The entries below are to be written out again without alteration.

◆ Segmentation labeling items:
>>>
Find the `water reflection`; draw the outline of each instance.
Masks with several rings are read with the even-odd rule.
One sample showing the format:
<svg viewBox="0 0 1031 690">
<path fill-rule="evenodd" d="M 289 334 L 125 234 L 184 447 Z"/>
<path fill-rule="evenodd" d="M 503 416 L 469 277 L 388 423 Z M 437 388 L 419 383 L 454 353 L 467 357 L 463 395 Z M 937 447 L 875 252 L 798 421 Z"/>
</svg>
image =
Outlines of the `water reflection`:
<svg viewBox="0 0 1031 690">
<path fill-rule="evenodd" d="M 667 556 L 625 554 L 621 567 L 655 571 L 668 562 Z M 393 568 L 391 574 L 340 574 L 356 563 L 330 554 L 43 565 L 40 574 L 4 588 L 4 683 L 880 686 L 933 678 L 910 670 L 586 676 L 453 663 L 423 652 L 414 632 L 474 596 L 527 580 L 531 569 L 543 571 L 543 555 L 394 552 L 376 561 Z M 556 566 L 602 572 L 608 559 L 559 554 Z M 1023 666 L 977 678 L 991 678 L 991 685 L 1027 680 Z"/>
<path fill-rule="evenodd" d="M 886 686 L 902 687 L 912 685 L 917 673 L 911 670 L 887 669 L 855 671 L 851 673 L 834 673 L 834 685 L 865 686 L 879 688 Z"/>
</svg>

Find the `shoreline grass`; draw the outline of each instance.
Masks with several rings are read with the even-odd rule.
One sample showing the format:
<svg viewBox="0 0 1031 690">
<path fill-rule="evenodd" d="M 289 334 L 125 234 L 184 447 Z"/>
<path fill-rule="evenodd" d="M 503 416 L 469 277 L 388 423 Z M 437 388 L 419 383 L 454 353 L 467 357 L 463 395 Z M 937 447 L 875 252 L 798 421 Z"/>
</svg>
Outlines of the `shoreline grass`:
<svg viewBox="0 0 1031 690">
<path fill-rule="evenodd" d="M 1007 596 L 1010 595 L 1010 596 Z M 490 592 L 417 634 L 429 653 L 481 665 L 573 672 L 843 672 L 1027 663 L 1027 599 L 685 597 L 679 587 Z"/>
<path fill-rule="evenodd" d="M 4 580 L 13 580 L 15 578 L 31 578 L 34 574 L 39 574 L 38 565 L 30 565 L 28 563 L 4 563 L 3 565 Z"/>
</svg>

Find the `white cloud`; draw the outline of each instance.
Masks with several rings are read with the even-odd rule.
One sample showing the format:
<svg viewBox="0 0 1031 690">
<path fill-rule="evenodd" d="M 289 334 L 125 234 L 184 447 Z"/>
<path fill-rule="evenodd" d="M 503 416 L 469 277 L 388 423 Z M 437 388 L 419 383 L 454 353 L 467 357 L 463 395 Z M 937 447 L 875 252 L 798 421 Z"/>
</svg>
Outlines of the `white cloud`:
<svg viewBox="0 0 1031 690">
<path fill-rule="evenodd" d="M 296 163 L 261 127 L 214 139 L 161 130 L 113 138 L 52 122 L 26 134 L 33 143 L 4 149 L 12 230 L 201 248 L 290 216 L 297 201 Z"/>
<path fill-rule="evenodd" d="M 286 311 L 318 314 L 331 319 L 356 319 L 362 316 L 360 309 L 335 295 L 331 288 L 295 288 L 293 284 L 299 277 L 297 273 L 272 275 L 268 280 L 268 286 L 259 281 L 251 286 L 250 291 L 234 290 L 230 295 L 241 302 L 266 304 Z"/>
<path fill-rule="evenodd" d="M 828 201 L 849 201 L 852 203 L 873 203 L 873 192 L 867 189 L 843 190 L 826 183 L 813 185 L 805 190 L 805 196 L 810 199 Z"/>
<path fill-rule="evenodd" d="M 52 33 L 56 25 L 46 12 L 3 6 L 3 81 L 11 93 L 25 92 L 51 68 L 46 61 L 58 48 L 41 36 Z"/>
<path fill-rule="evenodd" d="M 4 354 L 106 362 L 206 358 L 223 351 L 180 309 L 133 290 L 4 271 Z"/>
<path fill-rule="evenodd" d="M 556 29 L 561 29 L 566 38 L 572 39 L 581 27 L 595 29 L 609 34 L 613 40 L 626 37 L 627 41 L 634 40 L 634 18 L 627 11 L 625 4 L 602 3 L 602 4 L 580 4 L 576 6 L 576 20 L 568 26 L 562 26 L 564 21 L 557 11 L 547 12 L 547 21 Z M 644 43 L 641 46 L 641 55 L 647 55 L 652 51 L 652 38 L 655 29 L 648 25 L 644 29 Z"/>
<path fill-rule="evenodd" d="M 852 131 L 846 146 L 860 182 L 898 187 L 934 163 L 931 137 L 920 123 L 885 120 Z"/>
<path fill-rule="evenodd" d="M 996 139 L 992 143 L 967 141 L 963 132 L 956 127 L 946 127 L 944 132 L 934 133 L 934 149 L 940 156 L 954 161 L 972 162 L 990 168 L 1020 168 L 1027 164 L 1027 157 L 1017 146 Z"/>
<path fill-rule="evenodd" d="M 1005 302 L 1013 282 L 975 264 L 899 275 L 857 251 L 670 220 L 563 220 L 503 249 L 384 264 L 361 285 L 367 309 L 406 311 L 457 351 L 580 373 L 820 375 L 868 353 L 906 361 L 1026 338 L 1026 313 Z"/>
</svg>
<<<
◆ RESPONSE TO THE EXERCISE:
Find the `water reflection`; draw the outline of each instance.
Masks with several rings are read with the even-odd rule.
One sample showing the format:
<svg viewBox="0 0 1031 690">
<path fill-rule="evenodd" d="M 289 334 L 125 234 L 184 447 Z"/>
<path fill-rule="evenodd" d="M 503 416 L 469 277 L 388 423 Z M 437 388 L 419 383 L 454 353 L 467 357 L 463 395 Z M 937 447 L 875 252 L 798 421 Z"/>
</svg>
image =
Outlines of the `water reflection`:
<svg viewBox="0 0 1031 690">
<path fill-rule="evenodd" d="M 667 556 L 625 554 L 621 567 L 655 571 L 668 562 Z M 393 568 L 391 574 L 340 574 L 356 563 L 330 554 L 43 565 L 40 574 L 4 588 L 4 683 L 880 686 L 933 678 L 910 670 L 586 676 L 453 663 L 423 652 L 414 632 L 474 596 L 527 580 L 531 569 L 543 571 L 543 555 L 394 552 L 376 561 Z M 556 566 L 602 572 L 608 559 L 559 554 Z M 1023 666 L 977 678 L 991 678 L 991 685 L 1027 680 Z"/>
<path fill-rule="evenodd" d="M 886 686 L 902 687 L 912 685 L 917 673 L 911 670 L 887 669 L 855 671 L 851 673 L 834 673 L 834 685 L 865 686 L 879 688 Z"/>
</svg>

Find the `shoreline grass`; draw the outline of each instance.
Masks with several rings are read with the even-odd rule.
One sample showing the format:
<svg viewBox="0 0 1031 690">
<path fill-rule="evenodd" d="M 289 334 L 125 234 L 184 447 Z"/>
<path fill-rule="evenodd" d="M 503 416 L 469 277 L 388 423 Z M 437 388 L 419 383 L 454 353 L 467 357 L 463 395 Z M 937 447 L 875 252 L 798 421 Z"/>
</svg>
Outlines of the `shoreline grass`:
<svg viewBox="0 0 1031 690">
<path fill-rule="evenodd" d="M 1007 596 L 1010 595 L 1010 596 Z M 490 592 L 417 634 L 429 653 L 481 665 L 573 672 L 843 672 L 1027 663 L 1027 599 L 685 597 L 679 587 Z"/>
<path fill-rule="evenodd" d="M 4 580 L 13 580 L 15 578 L 31 578 L 34 574 L 39 574 L 38 565 L 30 565 L 28 563 L 4 563 L 3 565 Z"/>
</svg>

Find the `white cloud`; draw the outline of each instance.
Masks with several rings are read with the even-odd rule.
One sample showing the format:
<svg viewBox="0 0 1031 690">
<path fill-rule="evenodd" d="M 289 334 L 125 234 L 184 447 Z"/>
<path fill-rule="evenodd" d="M 503 416 L 469 277 L 388 423 Z M 437 388 L 419 383 L 454 353 L 467 357 L 463 395 Z M 937 447 L 875 252 L 798 421 Z"/>
</svg>
Outlines of the `white cloud`:
<svg viewBox="0 0 1031 690">
<path fill-rule="evenodd" d="M 296 163 L 261 127 L 214 139 L 161 130 L 113 138 L 52 122 L 26 134 L 33 143 L 4 149 L 12 230 L 201 248 L 290 216 L 297 201 Z"/>
<path fill-rule="evenodd" d="M 286 311 L 318 314 L 331 319 L 356 319 L 362 316 L 360 309 L 335 295 L 331 288 L 295 288 L 293 284 L 299 277 L 297 273 L 272 275 L 268 280 L 268 286 L 259 281 L 251 286 L 250 291 L 234 290 L 230 295 L 241 302 L 266 304 Z"/>
<path fill-rule="evenodd" d="M 828 201 L 849 201 L 852 203 L 873 203 L 873 192 L 867 189 L 843 190 L 826 183 L 813 185 L 805 190 L 805 196 L 810 199 Z"/>
<path fill-rule="evenodd" d="M 52 33 L 56 25 L 46 12 L 3 6 L 3 81 L 11 93 L 25 92 L 51 68 L 46 61 L 58 48 L 41 36 Z"/>
<path fill-rule="evenodd" d="M 4 354 L 106 362 L 206 358 L 223 351 L 180 309 L 133 290 L 4 271 Z"/>
<path fill-rule="evenodd" d="M 556 29 L 561 29 L 566 38 L 572 39 L 581 27 L 595 29 L 609 34 L 613 40 L 626 37 L 627 41 L 634 40 L 634 18 L 627 11 L 625 4 L 602 3 L 602 4 L 580 4 L 576 6 L 576 20 L 568 26 L 562 26 L 564 21 L 557 11 L 547 12 L 547 21 Z M 644 43 L 641 46 L 641 55 L 647 55 L 652 51 L 652 38 L 655 29 L 648 25 L 644 29 Z"/>
<path fill-rule="evenodd" d="M 852 131 L 846 146 L 860 182 L 898 187 L 934 163 L 931 137 L 920 123 L 885 120 Z"/>
<path fill-rule="evenodd" d="M 996 139 L 992 143 L 967 141 L 963 132 L 956 127 L 946 127 L 944 132 L 934 133 L 934 149 L 940 156 L 954 161 L 972 162 L 990 168 L 1020 168 L 1027 164 L 1027 157 L 1017 146 Z"/>
<path fill-rule="evenodd" d="M 1005 302 L 1013 282 L 975 264 L 899 275 L 857 251 L 670 220 L 563 220 L 503 249 L 384 264 L 361 285 L 367 309 L 406 311 L 457 351 L 580 373 L 820 375 L 868 353 L 906 361 L 1026 338 L 1026 313 Z"/>
</svg>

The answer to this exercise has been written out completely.